GIVEN TASK:
Can you reproduce the records below line for line, changing nothing?

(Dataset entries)
>>>

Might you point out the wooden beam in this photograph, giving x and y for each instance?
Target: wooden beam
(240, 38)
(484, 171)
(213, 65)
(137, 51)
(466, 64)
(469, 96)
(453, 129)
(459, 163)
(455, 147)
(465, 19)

<<<

SOLUTION TO THE PROBLEM:
Might you point out the wooden beam in this photograph, giving x and y for each instance?
Target: wooden beam
(240, 38)
(484, 171)
(213, 65)
(137, 51)
(466, 64)
(469, 96)
(453, 129)
(459, 163)
(455, 147)
(465, 19)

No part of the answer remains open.